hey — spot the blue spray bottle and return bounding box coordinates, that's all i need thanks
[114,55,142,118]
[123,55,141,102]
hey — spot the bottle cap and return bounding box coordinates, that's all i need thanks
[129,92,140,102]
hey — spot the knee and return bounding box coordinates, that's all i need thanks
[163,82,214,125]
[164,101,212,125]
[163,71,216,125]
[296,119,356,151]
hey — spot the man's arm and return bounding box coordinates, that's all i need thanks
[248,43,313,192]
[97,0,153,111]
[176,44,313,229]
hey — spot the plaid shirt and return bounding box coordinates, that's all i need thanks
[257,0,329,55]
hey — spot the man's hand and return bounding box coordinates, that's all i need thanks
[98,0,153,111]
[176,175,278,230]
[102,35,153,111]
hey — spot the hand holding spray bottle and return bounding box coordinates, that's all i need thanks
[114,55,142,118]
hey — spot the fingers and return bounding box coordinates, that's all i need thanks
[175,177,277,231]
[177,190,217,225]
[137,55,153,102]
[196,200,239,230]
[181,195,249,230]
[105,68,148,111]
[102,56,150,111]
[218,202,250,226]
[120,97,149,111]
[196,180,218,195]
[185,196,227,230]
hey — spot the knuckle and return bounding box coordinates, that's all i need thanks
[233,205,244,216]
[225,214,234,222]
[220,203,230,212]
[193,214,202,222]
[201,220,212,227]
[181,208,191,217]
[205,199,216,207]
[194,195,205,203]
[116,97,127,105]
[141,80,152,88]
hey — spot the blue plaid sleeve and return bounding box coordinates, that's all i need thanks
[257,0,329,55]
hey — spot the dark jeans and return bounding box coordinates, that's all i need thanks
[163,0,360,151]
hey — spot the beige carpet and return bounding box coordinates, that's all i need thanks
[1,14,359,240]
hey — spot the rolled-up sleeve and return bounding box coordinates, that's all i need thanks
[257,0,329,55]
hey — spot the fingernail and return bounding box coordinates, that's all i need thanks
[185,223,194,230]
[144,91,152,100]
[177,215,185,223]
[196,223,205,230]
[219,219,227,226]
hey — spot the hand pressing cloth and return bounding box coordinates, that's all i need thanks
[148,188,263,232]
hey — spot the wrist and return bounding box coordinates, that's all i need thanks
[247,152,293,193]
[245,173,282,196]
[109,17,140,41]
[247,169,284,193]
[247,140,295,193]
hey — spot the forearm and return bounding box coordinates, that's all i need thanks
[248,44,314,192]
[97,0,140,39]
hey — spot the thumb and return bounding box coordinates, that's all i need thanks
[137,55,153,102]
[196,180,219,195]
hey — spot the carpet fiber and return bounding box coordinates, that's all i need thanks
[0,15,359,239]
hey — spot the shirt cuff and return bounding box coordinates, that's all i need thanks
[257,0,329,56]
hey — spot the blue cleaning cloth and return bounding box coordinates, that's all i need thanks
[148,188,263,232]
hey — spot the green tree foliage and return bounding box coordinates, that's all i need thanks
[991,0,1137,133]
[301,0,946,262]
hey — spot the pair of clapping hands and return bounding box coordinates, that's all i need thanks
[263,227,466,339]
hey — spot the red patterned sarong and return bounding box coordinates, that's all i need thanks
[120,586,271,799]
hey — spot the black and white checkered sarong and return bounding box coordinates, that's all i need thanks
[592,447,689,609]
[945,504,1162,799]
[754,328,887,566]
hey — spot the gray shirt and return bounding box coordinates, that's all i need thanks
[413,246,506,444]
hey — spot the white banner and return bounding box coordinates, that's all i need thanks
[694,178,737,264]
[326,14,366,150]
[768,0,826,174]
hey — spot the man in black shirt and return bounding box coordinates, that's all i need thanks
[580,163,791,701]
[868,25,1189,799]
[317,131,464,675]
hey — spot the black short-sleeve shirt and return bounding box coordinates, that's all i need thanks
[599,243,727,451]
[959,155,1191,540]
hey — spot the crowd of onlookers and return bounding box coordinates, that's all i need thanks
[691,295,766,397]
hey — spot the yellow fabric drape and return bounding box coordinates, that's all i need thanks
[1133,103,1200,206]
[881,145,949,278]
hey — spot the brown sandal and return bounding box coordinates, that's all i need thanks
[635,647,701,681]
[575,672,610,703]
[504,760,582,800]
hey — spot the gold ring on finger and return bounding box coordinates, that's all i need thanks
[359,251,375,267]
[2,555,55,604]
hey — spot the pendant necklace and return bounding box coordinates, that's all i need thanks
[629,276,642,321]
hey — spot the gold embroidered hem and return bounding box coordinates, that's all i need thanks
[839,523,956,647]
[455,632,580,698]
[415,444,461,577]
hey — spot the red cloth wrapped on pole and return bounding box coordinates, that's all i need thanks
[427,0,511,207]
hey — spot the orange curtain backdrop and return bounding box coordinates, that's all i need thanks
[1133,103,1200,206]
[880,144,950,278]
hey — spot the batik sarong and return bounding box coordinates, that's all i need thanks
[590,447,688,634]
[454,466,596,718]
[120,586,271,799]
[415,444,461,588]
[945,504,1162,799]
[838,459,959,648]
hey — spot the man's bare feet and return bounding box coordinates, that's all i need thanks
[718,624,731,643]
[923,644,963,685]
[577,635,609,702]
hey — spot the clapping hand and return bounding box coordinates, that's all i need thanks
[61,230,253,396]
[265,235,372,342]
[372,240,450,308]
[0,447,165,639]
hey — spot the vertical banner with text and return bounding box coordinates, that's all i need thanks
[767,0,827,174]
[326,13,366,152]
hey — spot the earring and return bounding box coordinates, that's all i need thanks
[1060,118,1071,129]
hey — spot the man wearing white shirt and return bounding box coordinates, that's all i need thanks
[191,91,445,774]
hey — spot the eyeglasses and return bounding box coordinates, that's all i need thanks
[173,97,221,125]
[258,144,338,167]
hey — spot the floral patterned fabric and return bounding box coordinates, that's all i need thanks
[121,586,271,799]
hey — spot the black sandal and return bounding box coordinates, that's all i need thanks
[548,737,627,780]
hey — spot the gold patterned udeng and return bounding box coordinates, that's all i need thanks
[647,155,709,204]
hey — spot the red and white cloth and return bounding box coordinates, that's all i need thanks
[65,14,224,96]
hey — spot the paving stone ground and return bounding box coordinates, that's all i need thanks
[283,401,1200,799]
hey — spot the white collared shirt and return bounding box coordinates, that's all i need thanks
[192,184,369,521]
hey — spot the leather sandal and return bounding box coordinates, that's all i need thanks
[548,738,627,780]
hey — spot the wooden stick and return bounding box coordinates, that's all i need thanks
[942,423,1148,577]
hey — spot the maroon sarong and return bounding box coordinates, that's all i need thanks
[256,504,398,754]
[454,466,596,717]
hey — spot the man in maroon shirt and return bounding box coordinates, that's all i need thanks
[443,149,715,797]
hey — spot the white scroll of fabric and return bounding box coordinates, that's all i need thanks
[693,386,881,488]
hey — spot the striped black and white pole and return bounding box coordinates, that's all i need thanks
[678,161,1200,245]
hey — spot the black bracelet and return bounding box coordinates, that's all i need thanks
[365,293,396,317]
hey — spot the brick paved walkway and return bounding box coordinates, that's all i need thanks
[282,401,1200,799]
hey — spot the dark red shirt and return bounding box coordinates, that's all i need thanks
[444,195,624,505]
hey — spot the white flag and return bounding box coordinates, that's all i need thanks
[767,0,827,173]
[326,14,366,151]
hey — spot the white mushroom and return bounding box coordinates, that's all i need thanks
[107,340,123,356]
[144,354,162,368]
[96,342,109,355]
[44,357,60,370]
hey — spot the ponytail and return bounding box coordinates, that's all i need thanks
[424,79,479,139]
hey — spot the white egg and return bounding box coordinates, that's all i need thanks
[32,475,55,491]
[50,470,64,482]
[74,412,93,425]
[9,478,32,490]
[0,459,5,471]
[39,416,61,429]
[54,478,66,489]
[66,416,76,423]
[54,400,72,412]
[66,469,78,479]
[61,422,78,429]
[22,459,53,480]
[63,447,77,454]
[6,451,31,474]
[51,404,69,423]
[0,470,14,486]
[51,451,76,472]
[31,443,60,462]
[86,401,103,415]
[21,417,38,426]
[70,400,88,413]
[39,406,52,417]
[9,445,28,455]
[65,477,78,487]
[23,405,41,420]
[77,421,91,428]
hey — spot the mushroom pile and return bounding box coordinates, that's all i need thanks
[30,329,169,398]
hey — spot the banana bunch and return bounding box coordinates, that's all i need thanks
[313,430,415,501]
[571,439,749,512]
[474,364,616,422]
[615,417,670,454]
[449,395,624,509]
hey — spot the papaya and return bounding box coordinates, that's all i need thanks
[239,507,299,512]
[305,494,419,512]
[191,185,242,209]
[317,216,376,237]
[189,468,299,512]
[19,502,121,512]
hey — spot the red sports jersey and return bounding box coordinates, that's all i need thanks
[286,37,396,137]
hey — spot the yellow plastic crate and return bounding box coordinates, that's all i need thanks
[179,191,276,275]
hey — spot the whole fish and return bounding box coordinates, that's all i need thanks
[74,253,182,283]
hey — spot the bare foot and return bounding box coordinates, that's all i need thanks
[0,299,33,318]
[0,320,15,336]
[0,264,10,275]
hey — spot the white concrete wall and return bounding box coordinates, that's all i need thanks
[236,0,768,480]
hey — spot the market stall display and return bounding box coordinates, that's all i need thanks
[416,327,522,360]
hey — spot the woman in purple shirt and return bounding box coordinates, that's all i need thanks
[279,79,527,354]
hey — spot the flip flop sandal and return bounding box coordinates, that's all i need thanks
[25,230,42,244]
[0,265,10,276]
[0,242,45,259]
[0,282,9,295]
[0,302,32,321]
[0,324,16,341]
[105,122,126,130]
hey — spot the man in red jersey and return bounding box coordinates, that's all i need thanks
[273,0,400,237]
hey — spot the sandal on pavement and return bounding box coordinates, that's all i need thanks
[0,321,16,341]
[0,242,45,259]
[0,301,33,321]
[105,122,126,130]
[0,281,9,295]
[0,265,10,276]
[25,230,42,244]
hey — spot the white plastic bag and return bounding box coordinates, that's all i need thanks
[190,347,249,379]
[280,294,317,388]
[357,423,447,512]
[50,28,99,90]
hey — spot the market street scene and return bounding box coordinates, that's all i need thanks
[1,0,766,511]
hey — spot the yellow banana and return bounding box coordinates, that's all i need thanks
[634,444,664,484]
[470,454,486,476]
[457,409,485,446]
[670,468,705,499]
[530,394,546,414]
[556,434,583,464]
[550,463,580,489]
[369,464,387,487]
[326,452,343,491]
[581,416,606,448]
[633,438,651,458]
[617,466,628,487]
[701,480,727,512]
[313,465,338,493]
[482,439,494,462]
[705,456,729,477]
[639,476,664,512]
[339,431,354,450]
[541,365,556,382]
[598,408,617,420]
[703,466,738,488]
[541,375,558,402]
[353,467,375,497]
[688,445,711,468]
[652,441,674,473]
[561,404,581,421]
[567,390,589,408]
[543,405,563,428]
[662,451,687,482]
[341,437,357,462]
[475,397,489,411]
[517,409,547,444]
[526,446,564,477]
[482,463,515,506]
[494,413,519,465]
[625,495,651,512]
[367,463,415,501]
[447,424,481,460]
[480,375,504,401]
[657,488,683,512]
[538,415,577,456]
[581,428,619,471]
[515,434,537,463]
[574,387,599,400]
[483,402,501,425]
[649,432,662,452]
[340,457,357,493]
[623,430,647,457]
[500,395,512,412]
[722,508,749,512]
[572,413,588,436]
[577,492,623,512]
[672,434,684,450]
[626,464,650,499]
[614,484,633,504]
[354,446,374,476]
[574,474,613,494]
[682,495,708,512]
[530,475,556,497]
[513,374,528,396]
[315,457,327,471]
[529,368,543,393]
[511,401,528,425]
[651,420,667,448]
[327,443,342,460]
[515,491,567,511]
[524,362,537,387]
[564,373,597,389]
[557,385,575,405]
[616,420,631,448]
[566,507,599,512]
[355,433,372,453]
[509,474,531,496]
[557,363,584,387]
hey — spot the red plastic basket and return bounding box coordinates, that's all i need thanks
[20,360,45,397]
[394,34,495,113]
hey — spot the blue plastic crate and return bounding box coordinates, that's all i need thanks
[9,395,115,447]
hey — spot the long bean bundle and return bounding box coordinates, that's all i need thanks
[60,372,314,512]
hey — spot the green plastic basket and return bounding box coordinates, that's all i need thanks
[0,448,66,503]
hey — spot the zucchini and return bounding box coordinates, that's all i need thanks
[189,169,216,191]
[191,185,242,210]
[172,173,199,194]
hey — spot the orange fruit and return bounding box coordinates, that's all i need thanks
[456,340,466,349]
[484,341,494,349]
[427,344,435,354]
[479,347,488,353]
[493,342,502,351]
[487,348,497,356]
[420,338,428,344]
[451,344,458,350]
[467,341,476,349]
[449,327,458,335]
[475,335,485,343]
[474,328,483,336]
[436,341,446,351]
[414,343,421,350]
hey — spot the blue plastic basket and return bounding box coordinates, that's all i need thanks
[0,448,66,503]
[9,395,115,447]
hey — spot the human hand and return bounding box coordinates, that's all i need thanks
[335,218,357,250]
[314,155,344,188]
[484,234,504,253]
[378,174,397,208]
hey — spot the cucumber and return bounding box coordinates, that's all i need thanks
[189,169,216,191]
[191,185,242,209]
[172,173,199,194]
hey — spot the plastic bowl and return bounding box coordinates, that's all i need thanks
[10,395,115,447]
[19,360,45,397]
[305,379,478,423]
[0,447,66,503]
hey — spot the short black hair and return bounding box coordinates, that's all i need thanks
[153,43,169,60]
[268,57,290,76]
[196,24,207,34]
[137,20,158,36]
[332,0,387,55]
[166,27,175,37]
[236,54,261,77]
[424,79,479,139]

==============================

→ WHAT YOU HAVE TO DO: Your output should be the lines from the one with "hey — spot the short" through the last line of the entries above, copied exactly and nothing more.

→ WRITTEN REPLY:
hey — spot the short black hair and return bounding box coordinates, that's all i need thanks
[153,43,169,60]
[268,57,290,76]
[196,24,207,34]
[137,20,158,36]
[332,0,387,55]
[166,27,175,37]
[236,54,261,77]
[424,79,479,139]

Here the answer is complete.